§ **WHAT IS BEING ASKED**: Quote the entries that follow exactly, leaving none out.

::::

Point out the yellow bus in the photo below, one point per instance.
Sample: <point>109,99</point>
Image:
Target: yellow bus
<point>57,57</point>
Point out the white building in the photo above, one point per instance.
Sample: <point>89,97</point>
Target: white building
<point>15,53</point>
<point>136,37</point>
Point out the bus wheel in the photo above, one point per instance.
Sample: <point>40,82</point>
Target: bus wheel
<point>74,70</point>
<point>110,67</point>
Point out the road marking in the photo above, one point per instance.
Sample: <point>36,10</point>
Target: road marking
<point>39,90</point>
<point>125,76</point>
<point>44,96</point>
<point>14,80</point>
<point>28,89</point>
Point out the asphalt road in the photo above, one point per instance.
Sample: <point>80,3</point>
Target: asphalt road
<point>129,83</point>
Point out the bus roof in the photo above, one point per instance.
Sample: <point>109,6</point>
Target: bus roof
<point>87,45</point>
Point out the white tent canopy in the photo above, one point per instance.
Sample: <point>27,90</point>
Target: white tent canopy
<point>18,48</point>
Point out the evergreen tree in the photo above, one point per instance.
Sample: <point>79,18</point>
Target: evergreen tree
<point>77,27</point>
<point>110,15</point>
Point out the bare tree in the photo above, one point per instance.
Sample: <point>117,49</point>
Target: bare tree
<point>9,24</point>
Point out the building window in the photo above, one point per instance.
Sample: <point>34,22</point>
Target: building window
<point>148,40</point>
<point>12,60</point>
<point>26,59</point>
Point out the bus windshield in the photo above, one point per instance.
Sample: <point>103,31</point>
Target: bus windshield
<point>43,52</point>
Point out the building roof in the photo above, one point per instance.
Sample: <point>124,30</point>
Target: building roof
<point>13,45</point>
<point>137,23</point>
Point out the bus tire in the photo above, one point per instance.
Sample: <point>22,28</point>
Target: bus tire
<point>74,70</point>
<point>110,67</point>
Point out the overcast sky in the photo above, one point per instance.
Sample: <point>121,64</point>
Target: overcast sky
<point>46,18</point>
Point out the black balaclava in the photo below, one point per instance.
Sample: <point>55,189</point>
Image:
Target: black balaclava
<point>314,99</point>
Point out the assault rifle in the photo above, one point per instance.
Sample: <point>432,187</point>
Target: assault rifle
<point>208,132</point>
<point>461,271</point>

::::

§ **TASK OUTPUT**:
Point out the yellow bus in the photo below, one point per instance.
Sample: <point>109,99</point>
Image:
Target: yellow bus
<point>57,57</point>
Point out the white building in the photo above, one point per instance.
Sample: <point>89,97</point>
Target: white building
<point>15,53</point>
<point>136,37</point>
Point out the bus wheel in the photo above, one point per instance.
Sample: <point>40,82</point>
Target: bus wheel
<point>74,70</point>
<point>110,67</point>
Point out the road marking in the photo above, one point per instance.
Sample: <point>36,10</point>
Target: road marking
<point>39,90</point>
<point>125,76</point>
<point>44,96</point>
<point>14,80</point>
<point>28,89</point>
Point out the asphalt road in the photo above, one point per instance.
Sample: <point>80,3</point>
Target: asphalt road
<point>129,83</point>
Point out the bus roof in the photo above, one point per instance.
Sample: <point>109,6</point>
Target: bus roof
<point>87,45</point>
Point out the white tent canopy in the photo above, one point per instance.
Sample: <point>27,90</point>
Target: white tent canopy
<point>18,48</point>
Point out the evergreen tree in the photo above, one point per instance.
Sample: <point>79,18</point>
Target: evergreen tree
<point>77,27</point>
<point>110,15</point>
Point out the bare tree in the photo above, one point per instance.
Sample: <point>117,49</point>
Target: bare tree
<point>9,24</point>
Point out the building window in the photo above, one point per instance.
Sample: <point>34,22</point>
Target: building window
<point>148,40</point>
<point>12,60</point>
<point>26,59</point>
Point out the bus windshield in the photo above, one point per instance.
Sample: <point>103,31</point>
Target: bus windshield
<point>43,52</point>
Point out the building roof in the photo above, one point per instance.
Sample: <point>124,30</point>
Target: building roof
<point>13,45</point>
<point>137,23</point>
Point out the bus tire in the photo above, one point per instance.
Sample: <point>22,28</point>
Target: bus tire
<point>74,70</point>
<point>110,67</point>
Point out the overcast sky in the photo above, one point per instance.
Sample: <point>121,64</point>
Target: overcast sky
<point>46,18</point>
Point out the black balaclava in the photo below, one point per instance.
Sample: <point>55,189</point>
Image:
Target: black balaclava
<point>314,99</point>
Point out the assault rifle in the photo above, one point per instance.
Sample: <point>432,187</point>
Target: assault rifle
<point>208,132</point>
<point>461,271</point>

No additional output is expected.